*** Block opens ***
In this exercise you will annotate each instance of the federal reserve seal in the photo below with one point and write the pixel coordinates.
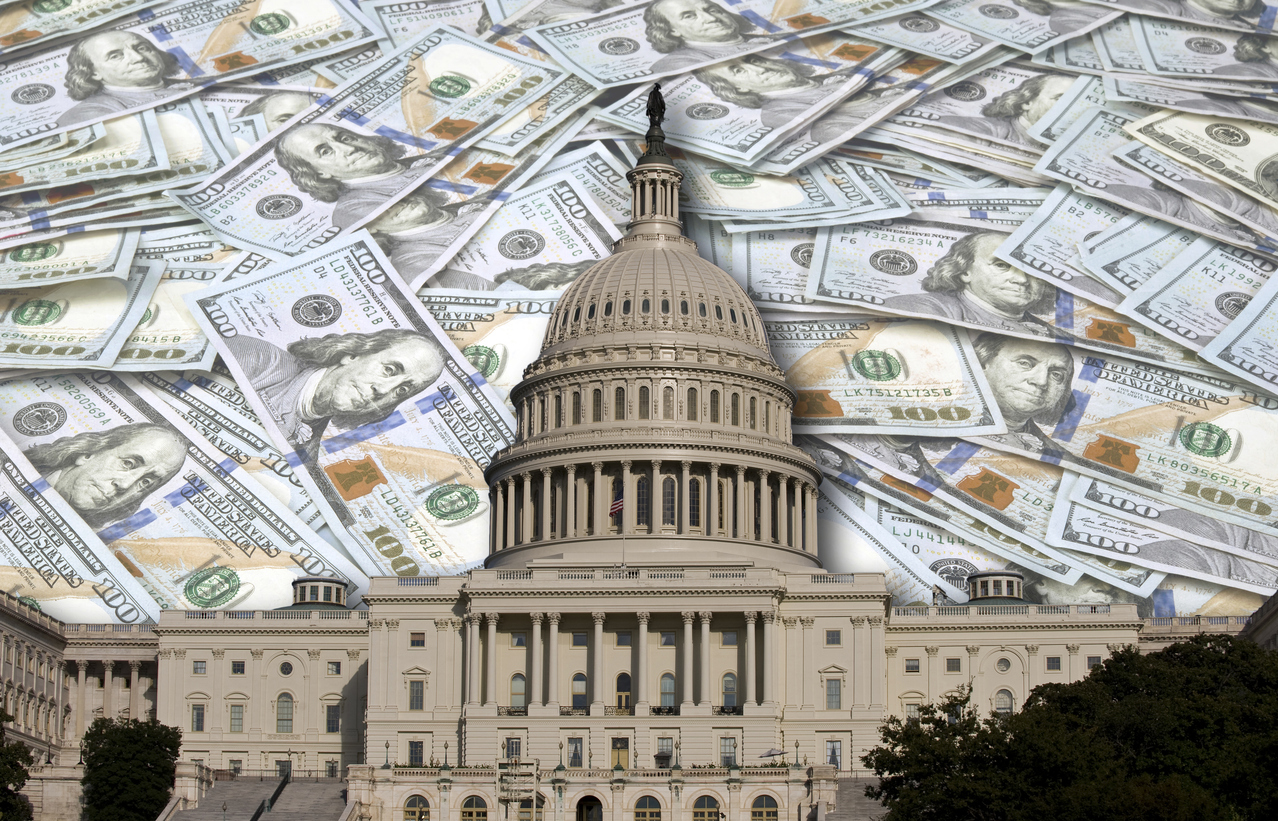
(801, 253)
(316, 311)
(1231, 304)
(211, 587)
(893, 262)
(520, 244)
(1227, 134)
(277, 206)
(1204, 439)
(877, 366)
(32, 93)
(619, 46)
(453, 501)
(40, 418)
(707, 111)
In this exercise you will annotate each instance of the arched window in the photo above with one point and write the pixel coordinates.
(417, 808)
(648, 808)
(284, 714)
(474, 808)
(706, 808)
(764, 808)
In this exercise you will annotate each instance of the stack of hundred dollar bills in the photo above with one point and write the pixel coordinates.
(270, 271)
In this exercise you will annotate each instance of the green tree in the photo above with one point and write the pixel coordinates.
(1185, 734)
(15, 760)
(129, 769)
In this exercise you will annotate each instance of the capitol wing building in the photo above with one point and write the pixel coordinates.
(652, 636)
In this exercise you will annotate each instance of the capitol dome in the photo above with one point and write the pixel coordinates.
(654, 426)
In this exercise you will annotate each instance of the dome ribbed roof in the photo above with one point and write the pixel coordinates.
(651, 289)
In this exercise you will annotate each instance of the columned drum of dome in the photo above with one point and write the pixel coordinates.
(654, 427)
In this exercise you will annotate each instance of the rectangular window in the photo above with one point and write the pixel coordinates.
(417, 695)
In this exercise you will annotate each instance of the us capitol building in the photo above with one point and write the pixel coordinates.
(651, 638)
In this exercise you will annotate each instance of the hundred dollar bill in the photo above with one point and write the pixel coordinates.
(542, 238)
(74, 325)
(1198, 443)
(377, 138)
(493, 330)
(1011, 494)
(736, 110)
(51, 559)
(932, 270)
(194, 531)
(876, 375)
(174, 51)
(1199, 293)
(219, 411)
(660, 37)
(90, 255)
(1088, 531)
(389, 425)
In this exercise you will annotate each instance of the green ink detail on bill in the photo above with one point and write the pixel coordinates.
(450, 86)
(453, 501)
(270, 23)
(878, 366)
(212, 587)
(483, 357)
(37, 312)
(1204, 439)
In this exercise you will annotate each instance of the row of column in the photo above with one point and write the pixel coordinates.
(704, 692)
(523, 504)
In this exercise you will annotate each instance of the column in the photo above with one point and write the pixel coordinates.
(570, 500)
(552, 673)
(769, 654)
(712, 503)
(546, 504)
(740, 501)
(642, 664)
(684, 513)
(534, 696)
(686, 652)
(491, 691)
(704, 615)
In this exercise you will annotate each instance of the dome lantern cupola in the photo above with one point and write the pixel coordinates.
(654, 426)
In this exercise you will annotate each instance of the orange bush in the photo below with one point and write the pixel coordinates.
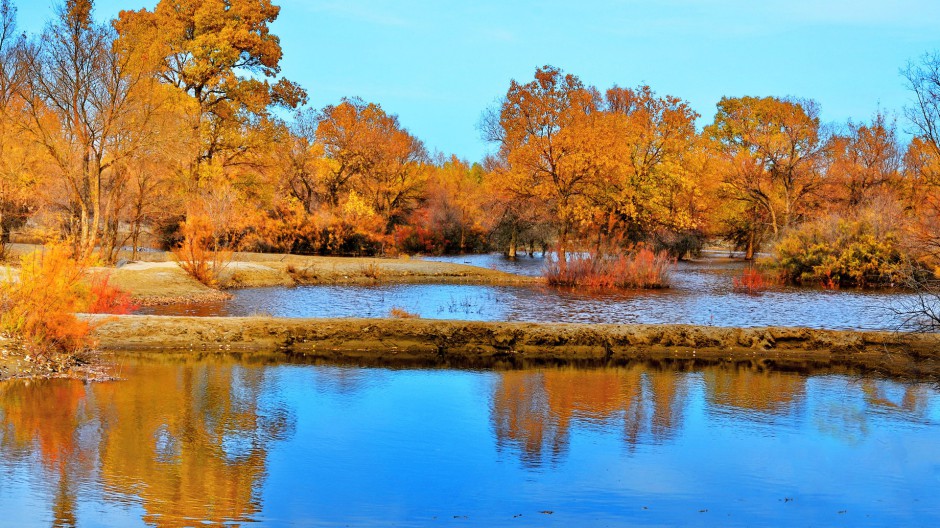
*** Block closes ***
> _PROBLEM TO WORK ON_
In transcribing the material above, reproduce each line exactly and include none of the pictures.

> _TASK OUTPUT_
In this exercise you will annotate each instance of the federal reserve seal in the photo below with one point and write the pixel coordinates.
(801, 253)
(316, 311)
(1231, 304)
(211, 587)
(893, 262)
(520, 244)
(1227, 134)
(277, 206)
(1204, 439)
(877, 366)
(32, 93)
(619, 46)
(453, 501)
(40, 418)
(707, 111)
In this exercise you will annotate each instance of the arched window in the photo above with one point and write the pixel coordinates.
(417, 808)
(648, 808)
(284, 714)
(474, 808)
(706, 808)
(764, 808)
In this exercise you will annotate each instance of the stack of hundred dollar bills in the photo above with one point and write the pixel coordinates.
(270, 271)
In this exercise you will annotate each instance of the green tree in the photo above with one point and write the pixel coordinates.
(1185, 734)
(15, 760)
(129, 769)
In this exercise you will annotate each instance of the capitol wing building in the photo above with one point and write the pixel coordinates.
(652, 636)
In this exercise you will annotate each instance of the capitol dome in the photo above with one point and write the pixel coordinates.
(654, 426)
In this exercise you will annotate each instance of the dome ribbed roof in the photo above with one point and write the pixel coordinates.
(651, 289)
In this exercise you will annotate each instance of the columned drum of dome in the photo above with one point and write the pixel coordinates.
(654, 427)
In this exercise you will annotate each instance of the rectangular window in the photo above with one point and write the pixel coordinates.
(417, 695)
In this exercise you will annotate each instance of the us capitol building in the photo above with one point and write the pixel coordinates.
(651, 638)
In this exercise you will annotate each instance of the hundred dollar bill in the photo above with one point and write the pixel coordinates.
(542, 238)
(74, 325)
(1198, 443)
(377, 138)
(493, 330)
(1011, 494)
(736, 110)
(51, 559)
(932, 270)
(194, 531)
(876, 375)
(174, 51)
(1199, 293)
(219, 411)
(660, 37)
(90, 255)
(1088, 531)
(389, 425)
In this exercise you will annotate each instance of the green ink detail on bill in the photo above with one point and write the pixel coordinates.
(450, 86)
(453, 501)
(270, 23)
(878, 366)
(212, 587)
(483, 357)
(37, 312)
(1204, 439)
In this exercise you will annotate each instance of the row of column in the photo above with one point and write the pixel coordinates.
(704, 692)
(523, 504)
In this exercise you will annotate each instance of the column in the photo above with one point and write the pixel coordinates.
(570, 500)
(552, 673)
(769, 654)
(712, 503)
(546, 504)
(740, 501)
(642, 664)
(684, 513)
(534, 696)
(686, 652)
(491, 691)
(704, 615)
In this exercise you will annotate each instance of the dome lantern cupola in the photo above with one point and write the pixel coordinates.
(654, 426)
In this exercise you will annotate each instance of the orange bush in the photo below with one point and write the pixel coordinates.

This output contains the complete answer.